— Begin DATA FOR THIS TASK —

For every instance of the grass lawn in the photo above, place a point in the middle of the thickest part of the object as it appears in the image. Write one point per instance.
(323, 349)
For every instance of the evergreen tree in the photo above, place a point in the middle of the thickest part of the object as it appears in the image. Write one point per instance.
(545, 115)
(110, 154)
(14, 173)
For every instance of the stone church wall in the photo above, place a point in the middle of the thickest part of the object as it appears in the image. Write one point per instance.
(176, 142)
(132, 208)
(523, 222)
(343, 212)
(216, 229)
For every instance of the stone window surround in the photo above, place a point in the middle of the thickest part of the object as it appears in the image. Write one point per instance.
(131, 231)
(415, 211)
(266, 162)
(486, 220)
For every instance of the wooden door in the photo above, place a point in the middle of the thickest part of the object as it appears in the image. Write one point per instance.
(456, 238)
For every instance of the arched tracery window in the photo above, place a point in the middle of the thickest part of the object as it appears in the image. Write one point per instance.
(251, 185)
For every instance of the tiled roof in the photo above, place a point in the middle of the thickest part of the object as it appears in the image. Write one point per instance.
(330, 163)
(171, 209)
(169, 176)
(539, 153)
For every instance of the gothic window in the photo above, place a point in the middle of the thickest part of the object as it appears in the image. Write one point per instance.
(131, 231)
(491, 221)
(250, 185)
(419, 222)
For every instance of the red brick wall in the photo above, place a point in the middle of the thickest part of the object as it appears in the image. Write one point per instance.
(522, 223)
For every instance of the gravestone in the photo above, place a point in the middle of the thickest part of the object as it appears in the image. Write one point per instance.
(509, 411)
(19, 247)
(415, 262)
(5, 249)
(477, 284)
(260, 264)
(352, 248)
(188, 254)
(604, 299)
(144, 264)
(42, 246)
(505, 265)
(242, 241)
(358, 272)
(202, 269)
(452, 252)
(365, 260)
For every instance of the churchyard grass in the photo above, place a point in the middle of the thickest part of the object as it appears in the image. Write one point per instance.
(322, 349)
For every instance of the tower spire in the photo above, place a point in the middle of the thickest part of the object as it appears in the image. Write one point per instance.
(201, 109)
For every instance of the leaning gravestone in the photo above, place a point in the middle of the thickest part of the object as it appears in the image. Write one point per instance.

— End DATA FOR THIS TASK —

(EXERCISE GOAL):
Render every line of the material above as a Markdown table with two columns, Row and Line, numbering the lines in order and skipping any blank ones.

(TASK RESPONSE):
| Row | Line |
|---|---|
| 1 | For every instance of the grass lawn in the photo above, place a point in the middle of the thickest part of the object as it appears in the image. Write one point per instance. |
| 2 | (323, 349) |
| 3 | For every instance of the evergreen tree in the photo above, place a point in the middle of the thickest part of the object as it appears in the image. Write one point per instance. |
| 4 | (545, 115) |
| 5 | (110, 154) |
| 6 | (14, 173) |
| 7 | For every instance of the stone church wall in the photo above, place a point in the middle of the thickest part of the object as it appears in the image. Write one point per instance. |
| 8 | (176, 142) |
| 9 | (132, 208) |
| 10 | (523, 222) |
| 11 | (343, 212) |
| 12 | (216, 229) |
| 13 | For every instance of the stone window surround in the photo above, place a point in the middle of the thickest part of the object as it appears in the image. Write one point per instance. |
| 14 | (131, 231) |
| 15 | (415, 211) |
| 16 | (266, 162) |
| 17 | (486, 220) |
| 18 | For every instance of the wooden door in the photo above, place a point in the middle of the thickest part of the object as it appears in the image. Write one point per instance. |
| 19 | (456, 238) |
| 20 | For every instance of the arched tracery window in the photo above, place a point in the middle of the thickest part of the object as it appears in the image. Write one point per instance. |
| 21 | (251, 185) |
| 22 | For every instance of the tiled roof in the photo above, place a point in the middle of the thickest part of the object as it appears in the image. Write one point per instance. |
| 23 | (330, 163) |
| 24 | (171, 209) |
| 25 | (169, 176) |
| 26 | (539, 153) |
| 27 | For every instance of the gothic window in the photo above, place a point in the middle of the thickest part of the object as it appears in the image. Write one point per instance. |
| 28 | (131, 231) |
| 29 | (491, 221) |
| 30 | (250, 185) |
| 31 | (419, 222) |
| 32 | For every instance of the red brick wall in the photo above, place a point in the middle of the thickest part of the object as it appears in the image. Write one point per instance. |
| 33 | (522, 223) |
| 34 | For every instance of the gravestone in the photo above, place a point in the middle of the thickest part of the object as it appears in the image. Write one point per instance. |
| 35 | (509, 411) |
| 36 | (19, 247) |
| 37 | (415, 262) |
| 38 | (5, 249) |
| 39 | (477, 284) |
| 40 | (260, 264) |
| 41 | (352, 248) |
| 42 | (188, 254) |
| 43 | (604, 299) |
| 44 | (144, 264) |
| 45 | (42, 246) |
| 46 | (505, 265) |
| 47 | (242, 241) |
| 48 | (358, 272) |
| 49 | (202, 269) |
| 50 | (452, 252) |
| 51 | (365, 260) |
| 52 | For every instance of the churchyard grass in the photo above, place a point in the middle of the thickest part of the object as it appears in the image. Write one point per instance. |
| 53 | (322, 349) |
| 54 | For every instance of the tower spire in the photo above, place a point in the middle of the thickest part of the object as it appears in the image. Write one point per instance. |
| 55 | (201, 109) |
| 56 | For every instance of the leaning gravestone in the photo above, place a point in the middle of the thickest part of the object as it appears in the image. Write one point per instance. |